▸ **Exercise directions**
Where the listing below reaches the line containing "TARGET = bracelet", start writing out lines exactly, and stop once the line containing "TARGET = shoulder bag strap" has been written.

▸ **Data section**
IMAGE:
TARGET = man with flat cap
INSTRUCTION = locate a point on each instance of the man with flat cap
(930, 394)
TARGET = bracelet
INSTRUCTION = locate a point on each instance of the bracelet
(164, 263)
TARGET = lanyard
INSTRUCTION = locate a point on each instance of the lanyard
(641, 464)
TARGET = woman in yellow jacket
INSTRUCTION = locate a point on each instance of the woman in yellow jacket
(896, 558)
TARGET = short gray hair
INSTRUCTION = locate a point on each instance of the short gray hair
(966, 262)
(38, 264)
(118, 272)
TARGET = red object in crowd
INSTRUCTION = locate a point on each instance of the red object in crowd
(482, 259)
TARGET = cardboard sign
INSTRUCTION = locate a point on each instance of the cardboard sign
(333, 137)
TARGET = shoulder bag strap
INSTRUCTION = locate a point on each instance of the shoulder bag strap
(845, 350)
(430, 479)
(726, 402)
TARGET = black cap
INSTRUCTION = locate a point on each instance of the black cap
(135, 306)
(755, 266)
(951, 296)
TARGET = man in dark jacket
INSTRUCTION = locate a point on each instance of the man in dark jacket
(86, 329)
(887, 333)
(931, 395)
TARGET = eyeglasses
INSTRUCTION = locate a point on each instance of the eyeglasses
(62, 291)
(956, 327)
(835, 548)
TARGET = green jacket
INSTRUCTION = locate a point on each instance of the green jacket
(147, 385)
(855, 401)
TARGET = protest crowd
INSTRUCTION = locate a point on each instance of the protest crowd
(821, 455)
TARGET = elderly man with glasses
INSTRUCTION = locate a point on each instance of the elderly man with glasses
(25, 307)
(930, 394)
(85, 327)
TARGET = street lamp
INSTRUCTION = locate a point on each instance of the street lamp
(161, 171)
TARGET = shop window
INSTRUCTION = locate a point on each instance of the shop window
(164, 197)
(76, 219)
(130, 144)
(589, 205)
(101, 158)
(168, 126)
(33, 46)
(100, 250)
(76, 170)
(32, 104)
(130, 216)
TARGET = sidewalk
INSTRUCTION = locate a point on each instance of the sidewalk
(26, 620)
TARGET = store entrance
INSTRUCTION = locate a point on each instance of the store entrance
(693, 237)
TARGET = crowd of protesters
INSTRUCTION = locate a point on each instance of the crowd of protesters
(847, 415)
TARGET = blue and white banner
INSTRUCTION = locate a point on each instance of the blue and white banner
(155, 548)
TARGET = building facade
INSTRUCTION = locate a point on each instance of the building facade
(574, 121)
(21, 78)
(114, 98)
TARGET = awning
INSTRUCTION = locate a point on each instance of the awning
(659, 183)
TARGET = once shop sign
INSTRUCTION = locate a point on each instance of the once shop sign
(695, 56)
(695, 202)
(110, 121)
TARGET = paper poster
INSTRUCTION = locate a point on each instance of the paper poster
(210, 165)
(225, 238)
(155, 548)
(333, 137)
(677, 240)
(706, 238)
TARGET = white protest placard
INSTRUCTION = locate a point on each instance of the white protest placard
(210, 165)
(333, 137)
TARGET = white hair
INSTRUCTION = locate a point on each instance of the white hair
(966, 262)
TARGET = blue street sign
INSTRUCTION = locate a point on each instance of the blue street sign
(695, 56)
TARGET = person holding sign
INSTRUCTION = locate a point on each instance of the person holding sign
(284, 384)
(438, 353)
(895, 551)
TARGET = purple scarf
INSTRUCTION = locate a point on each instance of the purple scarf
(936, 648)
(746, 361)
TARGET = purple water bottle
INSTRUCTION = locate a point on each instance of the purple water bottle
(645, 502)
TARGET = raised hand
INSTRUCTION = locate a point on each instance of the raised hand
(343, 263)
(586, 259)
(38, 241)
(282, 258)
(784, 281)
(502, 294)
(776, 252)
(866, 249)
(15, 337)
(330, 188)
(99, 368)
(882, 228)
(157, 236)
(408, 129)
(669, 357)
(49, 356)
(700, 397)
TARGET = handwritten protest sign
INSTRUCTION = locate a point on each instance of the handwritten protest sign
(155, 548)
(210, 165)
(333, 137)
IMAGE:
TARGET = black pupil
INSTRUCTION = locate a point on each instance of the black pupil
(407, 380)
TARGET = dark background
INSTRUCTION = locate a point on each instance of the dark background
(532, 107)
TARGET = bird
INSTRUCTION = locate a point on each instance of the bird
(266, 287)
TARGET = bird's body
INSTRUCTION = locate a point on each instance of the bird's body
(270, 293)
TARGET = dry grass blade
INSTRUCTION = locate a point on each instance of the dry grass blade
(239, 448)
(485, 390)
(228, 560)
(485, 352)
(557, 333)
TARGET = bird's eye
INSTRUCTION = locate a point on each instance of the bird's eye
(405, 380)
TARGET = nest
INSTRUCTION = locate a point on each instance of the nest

▸ **Response**
TARGET = bracelet
INSTRUCTION = locate a point on each instance of the bracelet
(164, 263)
TARGET = lanyard
INSTRUCTION = locate a point on each instance of the lanyard
(641, 464)
TARGET = woman in yellow jacket
INSTRUCTION = locate a point on each instance of the woman in yellow jacket
(896, 558)
TARGET = short gray hair
INSTRUCTION = locate a point on each instance of the short gray hair
(966, 262)
(38, 264)
(118, 272)
TARGET = red object in crowd
INSTRUCTION = locate a point on each instance of the red object in crowd
(482, 259)
TARGET = cardboard sign
INSTRUCTION = locate a point on each instance of the cardboard sign
(333, 137)
TARGET = shoulder bag strap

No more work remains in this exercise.